▸ Exercise task: Write out the forum thread comparing gas and diesel bucket trucks in full, word for word, with nothing left out.

▸ Text passage:
# Bucket trucks gas vs diesel operating expenses



## TreeMonkee58 (May 24, 2018)

Truck owners, I am shopping for a bucket truck and with the rising price of fuel trying to figure out which is mire economical to operate.

I’m a big fan if diesel but it’s going above $3. Any input is appreciated.

Dan


----------



## Luckysaturn (Oct 18, 2018)

I've been in a few gas buckets at work. If they are not a squirt boom they are severely underpowered in hilly areas.


----------



## The Singing Arborist (Oct 23, 2018)

+1 with luckysaturn. I drove a gas one for a company I used to work for. It was slow, weak, and underpowered. The one bright spot was it had a secondary motor for powering the hydraulics. That way it wasn't necessary to run the truck's engine with the PTO.

I never have driven a diesel buck truck, but every time I got to a hill, I wished I had something stronger.


----------



## northmanlogging (Nov 11, 2018)

Diesel, more power, better mileage, more reliable, cooler running.

Gas... better availability at the pump... but if yer in an ethanol zone you will need to run premium or be working on it constantly.


----------



## Del_ (Nov 11, 2018)

I've had a gas and a couple of diesel bucket trucks. All three were underpowered on the road.

Of course I like the diesels the best but one problem was that if the diesel motor is run slow is that it can 'wet stack'. Meaning fuel condensates on the cylinder walls and gets into the motor oil. I was told by several people that rpm's of 1,100 would keep the cylinder walls warm enough so that condensation did not occur. I'd also run radaitor blockers in the winter time to keep diesel motor temperatures up. Running at 1,100 resulted in faster than I liked boom movement but you learn to work with it.

On the gas unit, which was a 1982 Asplundh AR50 I believe, it had an 18hp two cylinder cast iron Wisconsin engine as a pony motor. It drove the boom hydraulics and also an air compressor for the bucket pneumatic system. We didn't use it so we took the air compressor off of the truck and put a little larger pulley on the Wisconsin so it would rev slower at working rpm's. That Wisconsin was the perfect driver for the hydraulic system. It ran just a little over half speed and put out a nice deep sounding sound and you could tell from the bucket as the load changed on the motor. It also charged the main truck battery system.

▸ Records provided:

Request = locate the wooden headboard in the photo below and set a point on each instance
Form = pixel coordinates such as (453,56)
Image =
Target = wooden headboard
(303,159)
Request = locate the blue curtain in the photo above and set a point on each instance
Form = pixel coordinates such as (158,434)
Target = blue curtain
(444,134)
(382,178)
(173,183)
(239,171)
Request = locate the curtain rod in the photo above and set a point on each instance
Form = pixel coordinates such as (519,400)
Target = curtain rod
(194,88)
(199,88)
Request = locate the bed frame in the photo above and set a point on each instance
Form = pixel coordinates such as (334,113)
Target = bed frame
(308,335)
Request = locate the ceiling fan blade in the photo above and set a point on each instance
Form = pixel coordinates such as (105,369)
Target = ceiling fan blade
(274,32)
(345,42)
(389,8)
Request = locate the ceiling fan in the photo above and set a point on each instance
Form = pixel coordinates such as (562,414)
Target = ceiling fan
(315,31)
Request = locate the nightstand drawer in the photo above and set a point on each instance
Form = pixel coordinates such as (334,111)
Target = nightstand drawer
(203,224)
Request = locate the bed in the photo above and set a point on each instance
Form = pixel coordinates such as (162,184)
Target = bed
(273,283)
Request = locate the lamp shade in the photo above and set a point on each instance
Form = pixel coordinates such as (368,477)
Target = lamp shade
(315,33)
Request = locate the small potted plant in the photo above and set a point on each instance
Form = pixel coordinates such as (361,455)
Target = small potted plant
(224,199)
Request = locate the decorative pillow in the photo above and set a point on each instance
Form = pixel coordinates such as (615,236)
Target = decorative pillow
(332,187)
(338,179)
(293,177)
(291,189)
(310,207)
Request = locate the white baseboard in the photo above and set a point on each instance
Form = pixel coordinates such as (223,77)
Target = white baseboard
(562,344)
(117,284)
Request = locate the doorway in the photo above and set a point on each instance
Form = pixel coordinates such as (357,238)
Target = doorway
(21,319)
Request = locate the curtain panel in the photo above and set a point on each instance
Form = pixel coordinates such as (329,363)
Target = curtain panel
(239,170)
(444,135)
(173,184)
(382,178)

▸ Solved exercise:
# Bucket trucks gas vs diesel operating expenses



## TreeMonkee58 (May 24, 2018)

Truck owners, I am shopping for a bucket truck and with the rising price of fuel trying to figure out which is mire economical to operate.

I’m a big fan if diesel but it’s going above $3. Any input is appreciated.

Dan


----------



## Luckysaturn (Oct 18, 2018)

I've been in a few gas buckets at work. If they are not a squirt boom they are severely underpowered in hilly areas.


----------



## The Singing Arborist (Oct 23, 2018)

+1 with luckysaturn. I drove a gas one for a company I used to work for. It was slow, weak, and underpowered. The one bright spot was it had a secondary motor for powering the hydraulics. That way it wasn't necessary to run the truck's engine with the PTO.

I never have driven a diesel buck truck, but every time I got to a hill, I wished I had something stronger.


----------



## northmanlogging (Nov 11, 2018)

Diesel, more power, better mileage, more reliable, cooler running.

Gas... better availability at the pump... but if yer in an ethanol zone you will need to run premium or be working on it constantly.


----------



## Del_ (Nov 11, 2018)

I've had a gas and a couple of diesel bucket trucks. All three were underpowered on the road.

Of course I like the diesels the best but one problem was that if the diesel motor is run slow is that it can 'wet stack'. Meaning fuel condensates on the cylinder walls and gets into the motor oil. I was told by several people that rpm's of 1,100 would keep the cylinder walls warm enough so that condensation did not occur. I'd also run radaitor blockers in the winter time to keep diesel motor temperatures up. Running at 1,100 resulted in faster than I liked boom movement but you learn to work with it.

On the gas unit, which was a 1982 Asplundh AR50 I believe, it had an 18hp two cylinder cast iron Wisconsin engine as a pony motor. It drove the boom hydraulics and also an air compressor for the bucket pneumatic system. We didn't use it so we took the air compressor off of the truck and put a little larger pulley on the Wisconsin so it would rev slower at working rpm's. That Wisconsin was the perfect driver for the hydraulic system. It ran just a little over half speed and put out a nice deep sounding sound and you could tell from the bucket as the load changed on the motor. It also charged the main truck battery system.